• _GIVEN TASK_
Reproduce word for word every line of the material below, from the line containing "Question. For each instance of the brown cow" through the final line, including both.

• _PROVIDED ENTRIES_
★ ★ ★ ★ ★

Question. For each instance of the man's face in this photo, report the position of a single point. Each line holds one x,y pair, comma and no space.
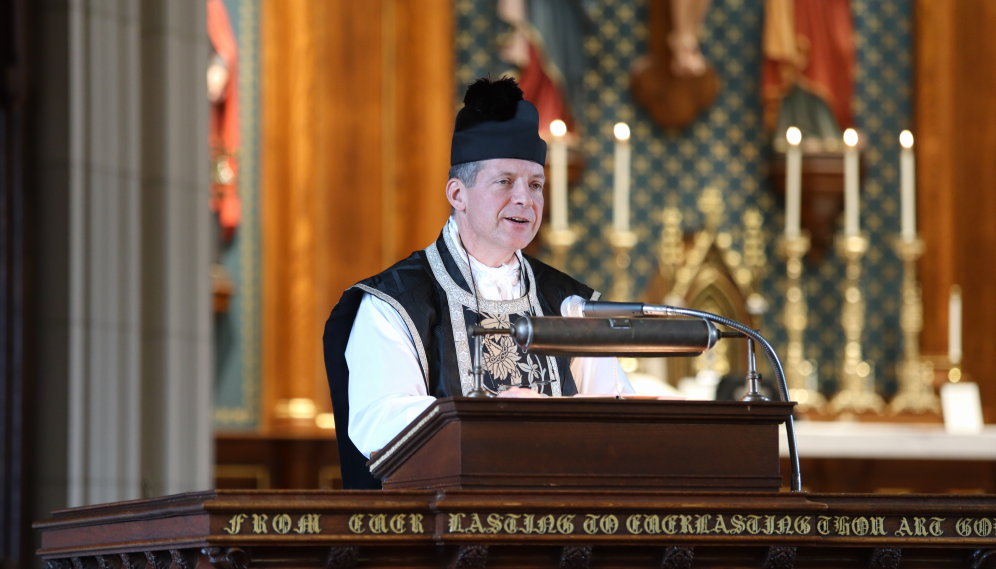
504,207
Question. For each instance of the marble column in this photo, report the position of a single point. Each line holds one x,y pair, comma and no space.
119,232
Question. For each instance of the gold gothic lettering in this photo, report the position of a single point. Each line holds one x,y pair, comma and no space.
823,525
878,526
281,523
904,529
935,527
235,524
308,523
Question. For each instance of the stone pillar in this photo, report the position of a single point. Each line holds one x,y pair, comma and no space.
176,246
119,259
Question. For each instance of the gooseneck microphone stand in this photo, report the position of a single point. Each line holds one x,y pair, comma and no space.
476,332
776,364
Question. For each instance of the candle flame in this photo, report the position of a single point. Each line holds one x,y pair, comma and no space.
793,135
621,130
906,139
851,137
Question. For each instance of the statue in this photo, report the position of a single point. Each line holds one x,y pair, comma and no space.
674,82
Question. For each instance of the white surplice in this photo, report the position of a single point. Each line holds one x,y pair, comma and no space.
386,387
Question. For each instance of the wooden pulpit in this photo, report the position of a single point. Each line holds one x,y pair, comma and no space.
569,483
587,443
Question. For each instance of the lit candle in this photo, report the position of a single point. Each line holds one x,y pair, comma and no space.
558,176
954,325
907,169
851,199
620,213
793,182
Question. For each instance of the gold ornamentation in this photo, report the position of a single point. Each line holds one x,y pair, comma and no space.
795,317
916,377
857,393
622,243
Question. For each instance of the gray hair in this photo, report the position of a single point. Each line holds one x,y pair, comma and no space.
467,172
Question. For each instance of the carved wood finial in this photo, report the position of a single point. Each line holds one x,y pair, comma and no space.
108,562
84,563
676,557
184,558
469,556
158,559
342,557
133,561
984,559
57,564
780,558
885,558
227,557
575,557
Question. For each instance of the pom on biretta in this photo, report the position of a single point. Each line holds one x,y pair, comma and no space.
496,122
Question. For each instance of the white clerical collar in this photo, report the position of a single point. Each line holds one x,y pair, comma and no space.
493,283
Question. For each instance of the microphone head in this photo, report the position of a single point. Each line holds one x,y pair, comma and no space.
572,307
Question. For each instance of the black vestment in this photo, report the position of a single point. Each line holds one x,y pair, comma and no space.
425,289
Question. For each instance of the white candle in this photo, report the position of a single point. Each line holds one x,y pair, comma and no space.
851,199
620,212
907,170
793,182
954,325
558,176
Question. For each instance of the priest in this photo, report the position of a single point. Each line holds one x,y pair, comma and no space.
398,340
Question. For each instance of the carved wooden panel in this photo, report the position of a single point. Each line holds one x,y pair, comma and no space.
357,104
133,561
984,559
575,557
956,177
183,558
227,557
108,562
677,557
158,559
780,558
469,556
342,557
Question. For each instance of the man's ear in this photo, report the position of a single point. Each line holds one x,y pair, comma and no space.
456,194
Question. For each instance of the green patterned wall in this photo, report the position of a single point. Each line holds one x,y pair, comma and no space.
725,149
236,333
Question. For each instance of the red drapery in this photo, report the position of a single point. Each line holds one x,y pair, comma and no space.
809,43
224,134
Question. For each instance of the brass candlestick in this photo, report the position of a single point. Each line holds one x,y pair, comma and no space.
560,241
855,395
916,377
622,243
795,318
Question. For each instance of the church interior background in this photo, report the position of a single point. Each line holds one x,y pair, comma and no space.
716,174
327,132
726,149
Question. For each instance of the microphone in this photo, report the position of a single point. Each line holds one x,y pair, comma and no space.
593,337
577,307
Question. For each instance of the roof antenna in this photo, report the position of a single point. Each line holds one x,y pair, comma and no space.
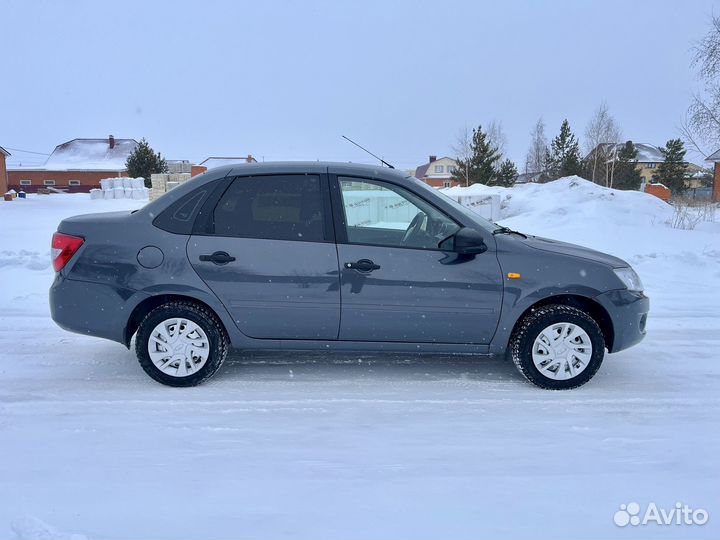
369,152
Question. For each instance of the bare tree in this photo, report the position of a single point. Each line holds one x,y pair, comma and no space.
701,128
496,136
537,153
463,153
602,139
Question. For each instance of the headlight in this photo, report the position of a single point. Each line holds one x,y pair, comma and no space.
629,278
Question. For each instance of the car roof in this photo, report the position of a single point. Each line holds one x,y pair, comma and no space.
317,167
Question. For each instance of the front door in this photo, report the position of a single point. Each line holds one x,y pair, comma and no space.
271,259
396,284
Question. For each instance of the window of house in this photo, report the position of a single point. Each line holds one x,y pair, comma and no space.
286,207
386,215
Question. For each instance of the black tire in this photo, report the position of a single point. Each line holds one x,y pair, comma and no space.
205,319
530,327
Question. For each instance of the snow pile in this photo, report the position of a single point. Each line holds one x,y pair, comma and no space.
629,224
120,188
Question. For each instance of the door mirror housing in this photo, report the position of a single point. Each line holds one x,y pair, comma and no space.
466,241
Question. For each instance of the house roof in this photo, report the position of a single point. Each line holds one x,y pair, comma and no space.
421,171
88,155
647,153
213,162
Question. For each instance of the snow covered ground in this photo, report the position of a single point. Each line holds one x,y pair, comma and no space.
364,447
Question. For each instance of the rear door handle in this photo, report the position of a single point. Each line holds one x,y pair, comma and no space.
363,265
219,258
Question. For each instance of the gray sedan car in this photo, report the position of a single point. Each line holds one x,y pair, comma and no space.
336,257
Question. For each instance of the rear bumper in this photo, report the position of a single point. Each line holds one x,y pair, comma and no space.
93,309
628,313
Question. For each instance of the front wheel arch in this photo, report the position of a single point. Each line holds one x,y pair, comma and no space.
583,303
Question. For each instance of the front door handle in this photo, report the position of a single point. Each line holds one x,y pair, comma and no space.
363,265
219,258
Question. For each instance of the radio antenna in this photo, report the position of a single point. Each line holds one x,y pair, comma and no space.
368,151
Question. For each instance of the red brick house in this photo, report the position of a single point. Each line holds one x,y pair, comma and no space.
715,160
3,170
76,166
438,172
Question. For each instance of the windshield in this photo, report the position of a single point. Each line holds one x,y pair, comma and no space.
487,225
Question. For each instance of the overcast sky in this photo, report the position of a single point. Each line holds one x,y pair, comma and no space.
284,80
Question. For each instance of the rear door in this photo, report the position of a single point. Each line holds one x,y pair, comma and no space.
268,253
396,284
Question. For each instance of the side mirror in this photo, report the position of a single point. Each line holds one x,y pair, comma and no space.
466,241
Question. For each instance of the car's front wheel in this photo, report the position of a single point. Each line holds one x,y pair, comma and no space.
557,347
181,344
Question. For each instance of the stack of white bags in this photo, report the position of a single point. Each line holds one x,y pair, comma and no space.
120,188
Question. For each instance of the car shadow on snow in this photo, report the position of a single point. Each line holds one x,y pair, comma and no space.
316,367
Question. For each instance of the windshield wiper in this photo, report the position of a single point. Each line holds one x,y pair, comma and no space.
508,230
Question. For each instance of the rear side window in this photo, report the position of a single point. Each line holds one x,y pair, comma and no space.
288,207
179,217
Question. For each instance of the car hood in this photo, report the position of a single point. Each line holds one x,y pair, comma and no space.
564,248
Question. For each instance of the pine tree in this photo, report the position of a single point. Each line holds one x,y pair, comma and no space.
144,161
563,159
627,175
506,174
671,172
480,166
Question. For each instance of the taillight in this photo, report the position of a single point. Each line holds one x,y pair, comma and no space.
64,247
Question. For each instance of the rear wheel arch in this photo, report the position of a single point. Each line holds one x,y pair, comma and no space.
152,302
583,303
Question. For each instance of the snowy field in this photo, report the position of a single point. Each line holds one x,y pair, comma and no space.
353,446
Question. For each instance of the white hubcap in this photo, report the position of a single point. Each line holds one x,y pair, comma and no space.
562,351
178,347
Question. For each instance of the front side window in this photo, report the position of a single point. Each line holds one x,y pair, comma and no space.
383,214
272,207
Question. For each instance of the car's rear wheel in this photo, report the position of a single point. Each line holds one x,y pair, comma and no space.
557,347
181,344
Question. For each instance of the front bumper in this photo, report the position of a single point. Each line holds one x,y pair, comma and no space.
628,313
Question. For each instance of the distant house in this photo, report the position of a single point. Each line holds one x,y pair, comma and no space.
75,166
714,158
648,159
212,162
3,170
438,172
529,178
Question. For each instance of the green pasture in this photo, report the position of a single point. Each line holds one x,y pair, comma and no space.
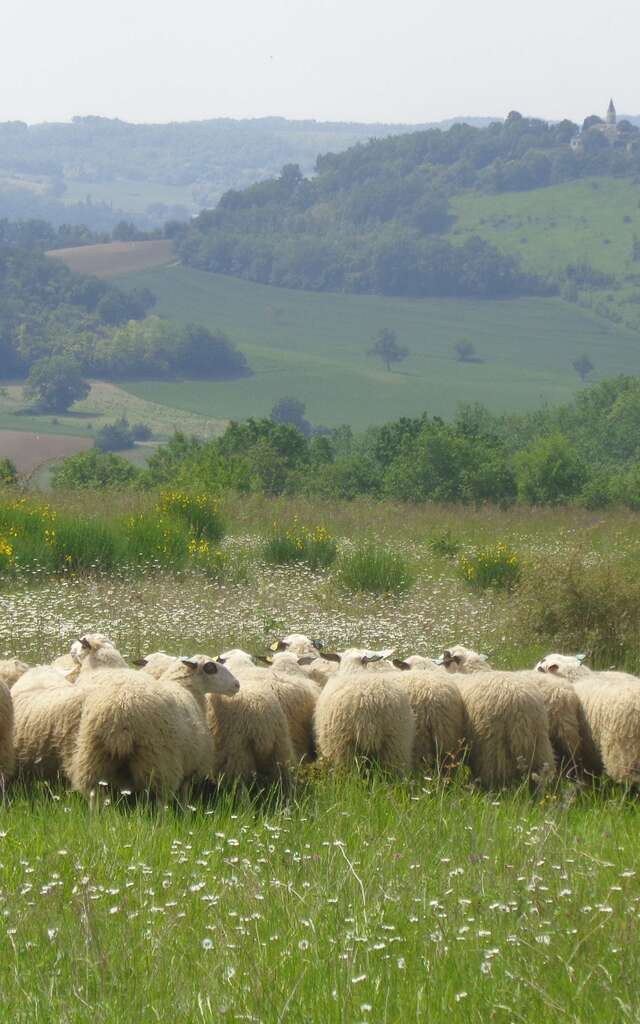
313,345
593,221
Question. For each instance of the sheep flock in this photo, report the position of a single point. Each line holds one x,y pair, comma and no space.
167,723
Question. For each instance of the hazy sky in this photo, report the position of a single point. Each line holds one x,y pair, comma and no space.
408,60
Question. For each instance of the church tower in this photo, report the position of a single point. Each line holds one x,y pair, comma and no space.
611,117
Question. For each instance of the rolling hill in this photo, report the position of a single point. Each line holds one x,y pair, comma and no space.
313,345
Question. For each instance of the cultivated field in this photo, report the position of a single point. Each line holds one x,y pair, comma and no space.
29,451
354,898
115,257
313,346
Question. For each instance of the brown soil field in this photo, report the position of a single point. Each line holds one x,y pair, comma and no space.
29,451
116,257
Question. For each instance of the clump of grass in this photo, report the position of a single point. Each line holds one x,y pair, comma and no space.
441,542
299,544
496,565
376,570
201,513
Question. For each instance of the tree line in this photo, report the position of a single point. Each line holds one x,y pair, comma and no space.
585,452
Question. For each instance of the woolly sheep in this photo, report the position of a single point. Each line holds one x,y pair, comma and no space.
296,693
7,755
39,678
361,713
438,710
11,670
140,733
46,721
508,723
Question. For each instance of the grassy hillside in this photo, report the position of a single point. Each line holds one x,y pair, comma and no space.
313,345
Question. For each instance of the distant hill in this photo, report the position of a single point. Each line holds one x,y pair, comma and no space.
97,171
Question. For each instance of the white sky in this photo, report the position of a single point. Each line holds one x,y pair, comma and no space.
403,60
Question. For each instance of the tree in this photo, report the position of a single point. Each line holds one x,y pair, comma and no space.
386,347
292,411
465,351
8,472
55,383
583,367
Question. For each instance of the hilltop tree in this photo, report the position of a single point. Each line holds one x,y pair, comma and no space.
386,347
465,351
583,367
55,383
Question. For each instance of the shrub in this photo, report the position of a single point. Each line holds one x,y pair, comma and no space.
584,604
376,570
299,544
200,512
442,542
495,565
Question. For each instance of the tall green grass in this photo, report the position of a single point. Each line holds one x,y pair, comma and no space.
375,569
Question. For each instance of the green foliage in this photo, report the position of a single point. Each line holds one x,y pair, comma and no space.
93,470
549,471
588,603
375,569
442,542
8,472
296,543
56,383
496,565
200,512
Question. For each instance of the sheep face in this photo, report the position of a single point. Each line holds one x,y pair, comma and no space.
459,658
297,643
211,676
560,665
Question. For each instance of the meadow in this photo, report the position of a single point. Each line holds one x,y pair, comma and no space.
355,898
313,345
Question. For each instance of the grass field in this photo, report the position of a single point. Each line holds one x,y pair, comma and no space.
313,346
355,899
115,257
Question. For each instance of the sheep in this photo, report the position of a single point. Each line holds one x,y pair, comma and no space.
93,652
11,670
508,722
571,667
251,739
439,712
7,754
365,713
140,733
612,714
46,721
39,678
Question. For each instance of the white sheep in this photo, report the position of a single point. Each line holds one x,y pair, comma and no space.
46,720
139,733
10,671
439,712
365,714
251,740
508,722
7,754
296,693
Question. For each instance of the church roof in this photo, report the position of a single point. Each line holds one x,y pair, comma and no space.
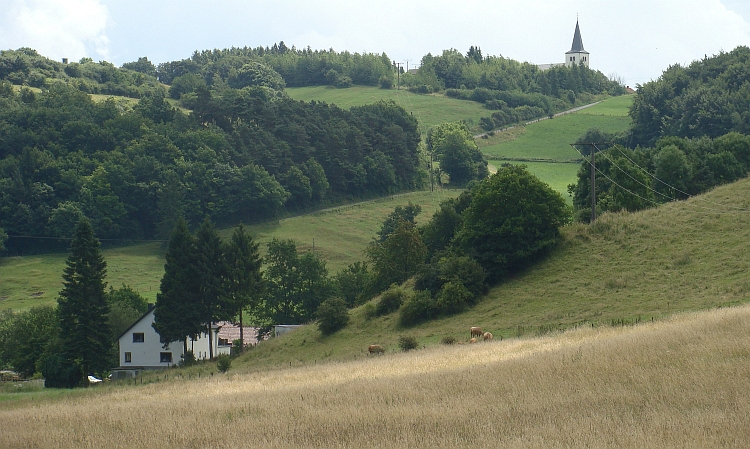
577,46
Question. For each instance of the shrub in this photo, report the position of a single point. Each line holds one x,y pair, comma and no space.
420,307
449,340
390,301
188,359
223,363
386,82
332,315
407,343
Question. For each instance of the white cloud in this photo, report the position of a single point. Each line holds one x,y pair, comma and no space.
56,28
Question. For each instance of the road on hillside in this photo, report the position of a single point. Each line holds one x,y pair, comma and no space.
569,111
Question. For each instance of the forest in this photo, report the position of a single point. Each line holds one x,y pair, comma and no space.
689,134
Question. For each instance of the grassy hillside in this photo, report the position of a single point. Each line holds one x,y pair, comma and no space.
625,268
339,234
683,382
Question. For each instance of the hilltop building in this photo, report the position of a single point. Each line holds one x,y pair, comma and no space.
576,55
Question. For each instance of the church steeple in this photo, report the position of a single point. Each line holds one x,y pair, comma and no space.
577,55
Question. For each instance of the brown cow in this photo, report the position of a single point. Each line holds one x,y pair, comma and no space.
375,349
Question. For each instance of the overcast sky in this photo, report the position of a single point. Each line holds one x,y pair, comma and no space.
635,40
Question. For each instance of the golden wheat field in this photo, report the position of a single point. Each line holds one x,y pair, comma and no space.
682,382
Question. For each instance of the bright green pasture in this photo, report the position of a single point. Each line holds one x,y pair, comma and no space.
556,174
614,106
340,235
623,269
36,280
551,139
430,110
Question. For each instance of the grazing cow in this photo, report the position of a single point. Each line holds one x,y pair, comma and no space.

★ ★ ★ ★ ★

• _EXERCISE ANSWER_
Question. For each instance of the brown cow in this photo, report the position of a single point. Each line holds one x,y pair, comma and no space.
375,349
Question. For each instance of the overcast sky in this photo, report the position of a single point. Each line holds one x,y pair, comma and no space.
635,40
Question. For each instance of the golden wheat field in this photo, report the position of a single point. Each line holds one x,y pair, comma and no space.
682,382
Question. For each instance of the bright green pasture in this photo, report the position of a single point. Each line holds one x,y pair, comma and no space.
556,174
614,106
340,235
623,269
36,280
551,139
430,110
Question. For each instance of the grazing cow in this photo, report the position of a single point. Each line holds one x,y pair, comma and no space.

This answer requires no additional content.